→ Exercise
Starting with the line that contains "Q: For each instance of the dry", copy each line exactly through the end of the listing, and omit all pictures.

Named-object pointing records:
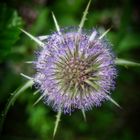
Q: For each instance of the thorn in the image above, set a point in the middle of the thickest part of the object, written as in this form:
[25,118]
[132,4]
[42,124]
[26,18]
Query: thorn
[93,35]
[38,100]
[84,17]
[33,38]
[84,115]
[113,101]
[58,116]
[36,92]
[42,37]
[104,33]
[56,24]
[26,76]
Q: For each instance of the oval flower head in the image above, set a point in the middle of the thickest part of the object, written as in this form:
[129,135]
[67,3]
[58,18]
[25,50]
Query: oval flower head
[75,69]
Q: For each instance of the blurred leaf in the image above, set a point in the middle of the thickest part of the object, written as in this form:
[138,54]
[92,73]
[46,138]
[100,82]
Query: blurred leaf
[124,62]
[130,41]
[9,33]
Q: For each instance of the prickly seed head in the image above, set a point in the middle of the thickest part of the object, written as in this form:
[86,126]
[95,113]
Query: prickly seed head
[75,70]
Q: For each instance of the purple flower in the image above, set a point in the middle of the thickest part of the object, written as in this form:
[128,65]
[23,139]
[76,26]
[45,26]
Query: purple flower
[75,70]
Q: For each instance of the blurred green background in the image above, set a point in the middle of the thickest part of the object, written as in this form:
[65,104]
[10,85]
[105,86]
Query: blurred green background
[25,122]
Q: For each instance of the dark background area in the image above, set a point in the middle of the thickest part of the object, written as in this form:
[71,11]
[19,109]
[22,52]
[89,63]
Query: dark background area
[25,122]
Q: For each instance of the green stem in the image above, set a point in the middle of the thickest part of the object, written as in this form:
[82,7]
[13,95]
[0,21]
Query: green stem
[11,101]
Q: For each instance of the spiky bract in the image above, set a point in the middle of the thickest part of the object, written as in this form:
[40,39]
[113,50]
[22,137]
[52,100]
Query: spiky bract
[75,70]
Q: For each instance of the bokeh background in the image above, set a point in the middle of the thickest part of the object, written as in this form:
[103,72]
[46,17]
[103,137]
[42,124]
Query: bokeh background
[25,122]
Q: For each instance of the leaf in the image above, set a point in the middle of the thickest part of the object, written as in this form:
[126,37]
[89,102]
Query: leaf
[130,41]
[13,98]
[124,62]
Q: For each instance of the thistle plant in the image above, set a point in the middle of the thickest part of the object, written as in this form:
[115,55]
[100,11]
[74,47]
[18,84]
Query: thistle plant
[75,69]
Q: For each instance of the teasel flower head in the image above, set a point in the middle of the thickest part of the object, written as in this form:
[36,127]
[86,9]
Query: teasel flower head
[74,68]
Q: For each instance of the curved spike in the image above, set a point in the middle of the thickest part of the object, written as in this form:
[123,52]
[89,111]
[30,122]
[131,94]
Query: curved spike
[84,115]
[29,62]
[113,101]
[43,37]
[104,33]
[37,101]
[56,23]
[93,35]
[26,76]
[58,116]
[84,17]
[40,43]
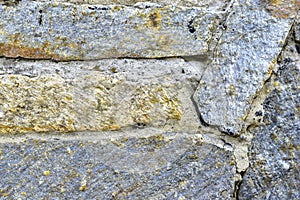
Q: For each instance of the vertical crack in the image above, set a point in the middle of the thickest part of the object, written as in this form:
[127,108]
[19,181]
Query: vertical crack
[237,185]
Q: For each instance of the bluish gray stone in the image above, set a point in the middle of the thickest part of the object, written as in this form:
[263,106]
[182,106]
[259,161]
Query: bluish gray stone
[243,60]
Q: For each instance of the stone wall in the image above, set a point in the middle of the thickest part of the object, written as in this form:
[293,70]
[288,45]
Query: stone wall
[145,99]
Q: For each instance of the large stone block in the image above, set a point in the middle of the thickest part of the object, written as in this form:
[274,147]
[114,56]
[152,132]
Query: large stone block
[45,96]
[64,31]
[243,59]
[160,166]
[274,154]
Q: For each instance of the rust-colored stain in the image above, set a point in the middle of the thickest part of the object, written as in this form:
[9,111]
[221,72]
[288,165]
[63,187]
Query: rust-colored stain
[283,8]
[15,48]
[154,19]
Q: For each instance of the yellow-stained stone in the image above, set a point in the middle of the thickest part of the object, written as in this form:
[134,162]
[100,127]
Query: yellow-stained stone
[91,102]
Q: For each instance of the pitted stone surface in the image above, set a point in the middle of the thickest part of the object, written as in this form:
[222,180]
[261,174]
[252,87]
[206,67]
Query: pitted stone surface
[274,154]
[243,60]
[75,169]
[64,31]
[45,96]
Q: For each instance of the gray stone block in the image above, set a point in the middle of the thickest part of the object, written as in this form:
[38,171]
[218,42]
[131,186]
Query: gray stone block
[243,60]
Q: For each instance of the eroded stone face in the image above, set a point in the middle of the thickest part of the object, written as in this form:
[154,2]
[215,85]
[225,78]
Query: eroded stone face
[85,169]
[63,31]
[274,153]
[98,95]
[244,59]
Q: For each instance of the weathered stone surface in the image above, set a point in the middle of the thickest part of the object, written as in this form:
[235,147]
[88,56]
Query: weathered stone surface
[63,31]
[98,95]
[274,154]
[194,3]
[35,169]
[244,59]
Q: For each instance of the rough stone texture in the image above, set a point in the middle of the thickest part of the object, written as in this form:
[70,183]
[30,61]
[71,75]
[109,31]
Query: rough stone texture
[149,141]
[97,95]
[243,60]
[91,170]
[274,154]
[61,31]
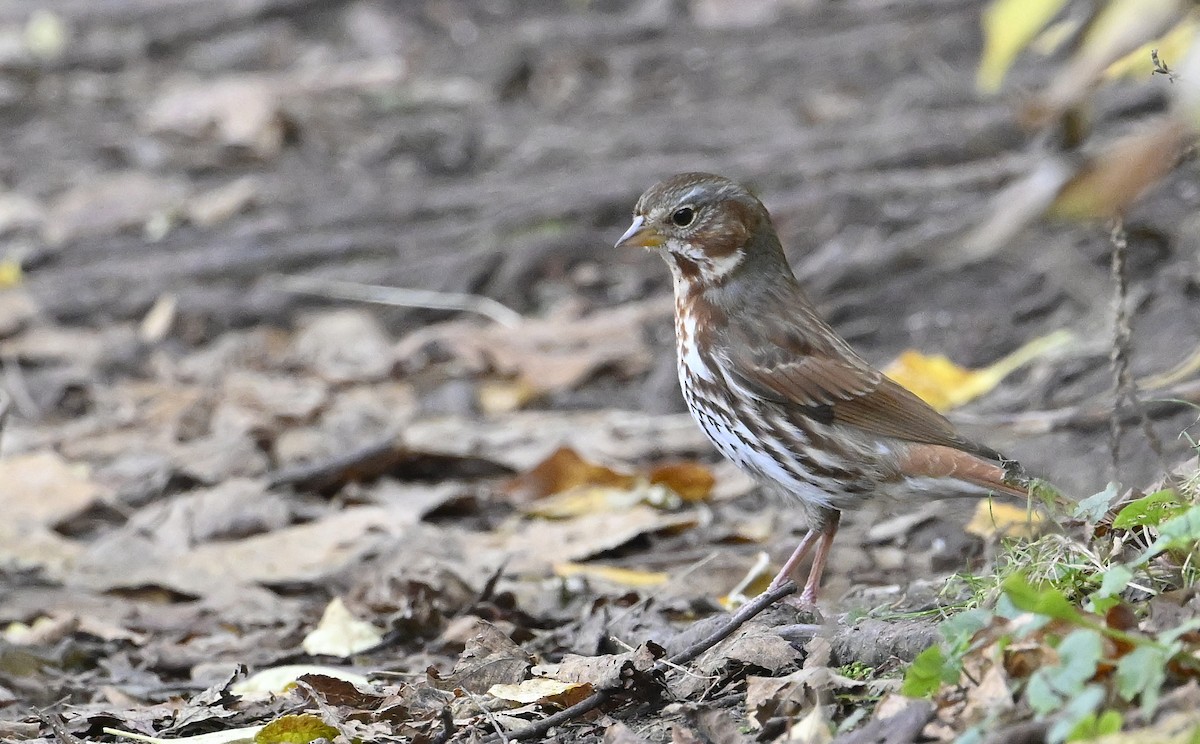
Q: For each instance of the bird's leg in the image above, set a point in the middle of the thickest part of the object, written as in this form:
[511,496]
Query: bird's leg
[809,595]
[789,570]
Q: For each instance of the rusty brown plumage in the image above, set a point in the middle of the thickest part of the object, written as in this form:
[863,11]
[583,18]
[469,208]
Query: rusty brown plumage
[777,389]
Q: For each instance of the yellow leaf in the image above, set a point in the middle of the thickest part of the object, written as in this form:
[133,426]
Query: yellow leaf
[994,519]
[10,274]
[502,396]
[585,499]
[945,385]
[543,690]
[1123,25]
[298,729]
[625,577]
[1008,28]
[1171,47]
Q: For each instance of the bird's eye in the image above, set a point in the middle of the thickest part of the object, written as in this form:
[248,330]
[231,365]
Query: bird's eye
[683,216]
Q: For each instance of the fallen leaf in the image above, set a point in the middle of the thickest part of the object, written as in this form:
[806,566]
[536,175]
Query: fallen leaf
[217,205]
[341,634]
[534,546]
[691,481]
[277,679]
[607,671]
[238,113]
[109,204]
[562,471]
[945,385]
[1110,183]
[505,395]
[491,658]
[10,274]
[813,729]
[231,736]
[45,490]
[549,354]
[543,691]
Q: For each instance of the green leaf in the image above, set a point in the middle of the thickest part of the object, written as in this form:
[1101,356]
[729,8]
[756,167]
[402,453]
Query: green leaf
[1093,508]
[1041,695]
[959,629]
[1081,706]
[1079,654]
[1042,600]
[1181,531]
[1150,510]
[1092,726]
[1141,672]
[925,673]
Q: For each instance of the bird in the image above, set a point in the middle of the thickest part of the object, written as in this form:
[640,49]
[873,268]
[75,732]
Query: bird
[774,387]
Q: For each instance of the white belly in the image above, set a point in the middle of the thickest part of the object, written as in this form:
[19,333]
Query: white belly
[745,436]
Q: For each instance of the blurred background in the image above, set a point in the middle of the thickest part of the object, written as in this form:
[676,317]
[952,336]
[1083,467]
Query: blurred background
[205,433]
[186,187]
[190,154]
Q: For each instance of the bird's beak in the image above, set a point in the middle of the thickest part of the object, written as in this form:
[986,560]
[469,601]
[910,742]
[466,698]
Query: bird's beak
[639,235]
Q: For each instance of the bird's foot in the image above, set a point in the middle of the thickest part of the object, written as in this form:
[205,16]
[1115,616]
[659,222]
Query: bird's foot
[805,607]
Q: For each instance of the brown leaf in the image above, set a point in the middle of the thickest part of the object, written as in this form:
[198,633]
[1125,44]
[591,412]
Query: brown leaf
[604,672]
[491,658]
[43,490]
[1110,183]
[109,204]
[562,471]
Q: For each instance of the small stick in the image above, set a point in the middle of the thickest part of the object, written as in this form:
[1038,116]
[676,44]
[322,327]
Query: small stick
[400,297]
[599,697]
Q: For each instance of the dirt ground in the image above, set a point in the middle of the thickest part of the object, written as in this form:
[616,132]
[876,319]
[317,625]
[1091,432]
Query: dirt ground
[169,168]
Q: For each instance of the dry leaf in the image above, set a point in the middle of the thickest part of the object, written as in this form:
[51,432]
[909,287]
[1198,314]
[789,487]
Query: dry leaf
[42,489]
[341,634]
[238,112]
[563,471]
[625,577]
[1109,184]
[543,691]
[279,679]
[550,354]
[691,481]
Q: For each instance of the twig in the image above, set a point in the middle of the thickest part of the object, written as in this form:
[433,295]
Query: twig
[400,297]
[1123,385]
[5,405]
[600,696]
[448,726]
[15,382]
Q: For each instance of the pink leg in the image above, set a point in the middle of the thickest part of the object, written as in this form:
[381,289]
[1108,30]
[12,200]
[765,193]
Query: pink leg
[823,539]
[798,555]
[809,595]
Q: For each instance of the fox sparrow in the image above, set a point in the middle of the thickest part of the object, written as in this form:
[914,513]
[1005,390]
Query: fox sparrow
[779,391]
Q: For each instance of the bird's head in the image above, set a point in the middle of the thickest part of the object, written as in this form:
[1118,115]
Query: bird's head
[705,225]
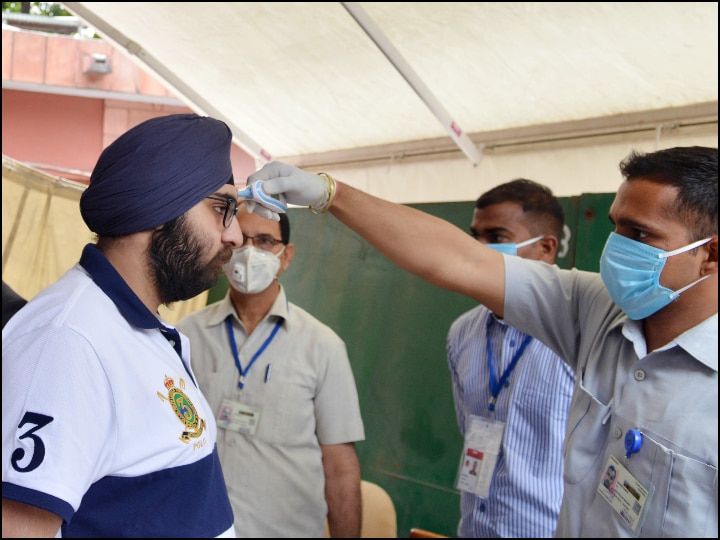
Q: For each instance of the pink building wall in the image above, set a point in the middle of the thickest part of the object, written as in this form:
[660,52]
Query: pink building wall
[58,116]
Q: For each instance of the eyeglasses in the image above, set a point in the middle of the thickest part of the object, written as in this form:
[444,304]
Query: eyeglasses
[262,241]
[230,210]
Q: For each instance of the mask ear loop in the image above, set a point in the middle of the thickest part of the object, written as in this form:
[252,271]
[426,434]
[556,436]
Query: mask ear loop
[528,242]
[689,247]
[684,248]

→ Full solution
Q: For each instance of the dry leaf in the image above, set a point in the middle of the thickest part of the object, written as in this form:
[51,432]
[909,287]
[1198,314]
[789,487]
Query: dry leaf
[42,489]
[341,634]
[238,112]
[563,471]
[625,577]
[1109,184]
[543,691]
[279,679]
[550,354]
[691,481]
Q: For each instance of the twig in the image above, set a point in the middle of the thickest part of the object, written as in this form:
[433,295]
Query: twig
[400,297]
[1123,385]
[5,405]
[600,696]
[448,726]
[15,382]
Q: For each instance of the pink leg in the image above, set a point in the middle of the thickest part of the object, written as in this form:
[381,289]
[1108,30]
[12,200]
[765,193]
Query: pink leg
[823,539]
[798,555]
[809,595]
Q: For each instance of the fox sparrow in the image above, set a point in the middle of the thickest part of the object, written as in this form:
[914,513]
[1005,390]
Query: fox sparrow
[779,391]
Q: For each instance of the bird's head in the image above, set a point in the middle of the thickest part of the object, written as in this form:
[1118,115]
Query: bird's head
[705,225]
Q: For each instance of the pink building wall in the image above, set a point in the middle of the thickest part of the object, written as in this form:
[660,52]
Query: pink building wall
[58,116]
Q: For each instance of the eyeglasses in the image above, set a point in the middle of the thickest part of the object, written as in this form:
[444,304]
Query: eyeglasses
[262,241]
[230,210]
Q: For each instance of the mask ear loop in the image above, set a point in the middle of the thickest part of the object, written as in this form:
[252,271]
[426,434]
[556,436]
Query: mask ear loop
[528,242]
[689,247]
[684,248]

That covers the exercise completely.